Please repeat the entries below word for word, keeping every line in its original order.

[Begin Exercise inputs]

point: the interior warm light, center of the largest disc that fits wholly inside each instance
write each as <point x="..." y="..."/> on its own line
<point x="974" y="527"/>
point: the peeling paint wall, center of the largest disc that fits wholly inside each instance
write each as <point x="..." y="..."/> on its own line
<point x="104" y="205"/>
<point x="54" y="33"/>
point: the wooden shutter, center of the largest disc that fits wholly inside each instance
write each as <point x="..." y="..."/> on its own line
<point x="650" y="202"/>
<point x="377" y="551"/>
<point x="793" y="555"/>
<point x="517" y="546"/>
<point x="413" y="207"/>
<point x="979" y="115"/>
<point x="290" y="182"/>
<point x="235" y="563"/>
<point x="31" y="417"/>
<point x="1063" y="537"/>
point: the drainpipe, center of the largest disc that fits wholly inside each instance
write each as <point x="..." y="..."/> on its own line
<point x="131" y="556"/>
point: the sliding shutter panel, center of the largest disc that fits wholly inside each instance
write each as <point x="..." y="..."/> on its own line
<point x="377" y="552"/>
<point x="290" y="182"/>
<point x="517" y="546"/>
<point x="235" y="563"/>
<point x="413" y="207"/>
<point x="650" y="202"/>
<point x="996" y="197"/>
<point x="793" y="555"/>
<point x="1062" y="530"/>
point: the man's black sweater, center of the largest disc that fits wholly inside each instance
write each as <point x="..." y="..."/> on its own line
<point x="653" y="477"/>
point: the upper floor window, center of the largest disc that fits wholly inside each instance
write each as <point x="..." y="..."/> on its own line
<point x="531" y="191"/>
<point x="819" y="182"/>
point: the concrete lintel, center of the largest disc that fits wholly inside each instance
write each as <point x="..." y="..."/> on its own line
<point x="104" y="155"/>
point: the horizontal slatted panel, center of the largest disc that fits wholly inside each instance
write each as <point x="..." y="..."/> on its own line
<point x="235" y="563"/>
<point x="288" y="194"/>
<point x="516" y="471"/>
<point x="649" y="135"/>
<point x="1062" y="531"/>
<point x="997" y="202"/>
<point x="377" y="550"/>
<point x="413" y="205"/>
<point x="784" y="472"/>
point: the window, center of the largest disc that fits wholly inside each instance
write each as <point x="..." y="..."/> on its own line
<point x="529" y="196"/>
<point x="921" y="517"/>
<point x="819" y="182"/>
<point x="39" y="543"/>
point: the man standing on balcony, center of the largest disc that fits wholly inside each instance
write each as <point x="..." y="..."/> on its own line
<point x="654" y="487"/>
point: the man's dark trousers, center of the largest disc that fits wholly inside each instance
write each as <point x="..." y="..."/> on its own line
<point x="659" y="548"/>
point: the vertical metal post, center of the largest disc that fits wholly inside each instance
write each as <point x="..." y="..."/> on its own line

[End Exercise inputs]

The answer |
point: the interior warm light, center of the largest disc that fits wholly inside each instance
write each as <point x="..." y="..."/> on its own line
<point x="974" y="527"/>
point: the peeling paint wall, center of the largest disc that fits wholly inside each instance
write each as <point x="..." y="..."/> on its own line
<point x="104" y="205"/>
<point x="54" y="33"/>
point: the wooden shutter, center of the largest disc that fits wholly inside each instance
write each as <point x="..." y="..."/> on its own line
<point x="650" y="202"/>
<point x="377" y="551"/>
<point x="793" y="555"/>
<point x="517" y="546"/>
<point x="413" y="207"/>
<point x="979" y="115"/>
<point x="290" y="182"/>
<point x="235" y="563"/>
<point x="31" y="417"/>
<point x="1063" y="537"/>
point: the drainpipe, center of the largest disc that fits wholly inside each instance
write each as <point x="..." y="..."/> on its own line
<point x="131" y="556"/>
point: the sliding shutter panel, center of the largest disc that fits wholly inside each instance
write each as <point x="..." y="..."/> on its own line
<point x="377" y="552"/>
<point x="290" y="182"/>
<point x="517" y="546"/>
<point x="235" y="563"/>
<point x="413" y="207"/>
<point x="650" y="202"/>
<point x="996" y="197"/>
<point x="793" y="555"/>
<point x="1062" y="530"/>
point: the man's black sweater, center of the largest disc that fits wholly inside each instance
write each as <point x="..." y="..."/> on its own line
<point x="653" y="477"/>
point: the upper floor window, center of the largest disc that fits wholly inside each instance
write each as <point x="..." y="..."/> on its own line
<point x="531" y="191"/>
<point x="819" y="182"/>
point: the concrete lintel, center of the largest disc that fits wholly inside each instance
write each as <point x="..." y="..."/> on its own line
<point x="104" y="155"/>
point: the horizontal slatted panel, center of the largest disc that fits wholly inside each instance
write each as <point x="..." y="..."/> on its own line
<point x="235" y="563"/>
<point x="288" y="194"/>
<point x="516" y="471"/>
<point x="649" y="135"/>
<point x="1062" y="531"/>
<point x="997" y="202"/>
<point x="377" y="550"/>
<point x="413" y="205"/>
<point x="784" y="472"/>
point: the window, center of the largest disc that fits wholly inside each instance
write each as <point x="..." y="..."/> on its own line
<point x="529" y="196"/>
<point x="921" y="517"/>
<point x="819" y="182"/>
<point x="39" y="543"/>
point: the man standing on balcony, center of the largest disc that fits wholly inside each instance
write each as <point x="..." y="..."/> on its own line
<point x="654" y="487"/>
point: the man's dark trousers, center of the largest disc that fits wholly inside each instance
write each as <point x="..." y="..."/> on its own line
<point x="659" y="548"/>
point: the vertical metal post, center of the largest disc that fits wholly inside each instance
write each as <point x="..." y="..."/> on its own line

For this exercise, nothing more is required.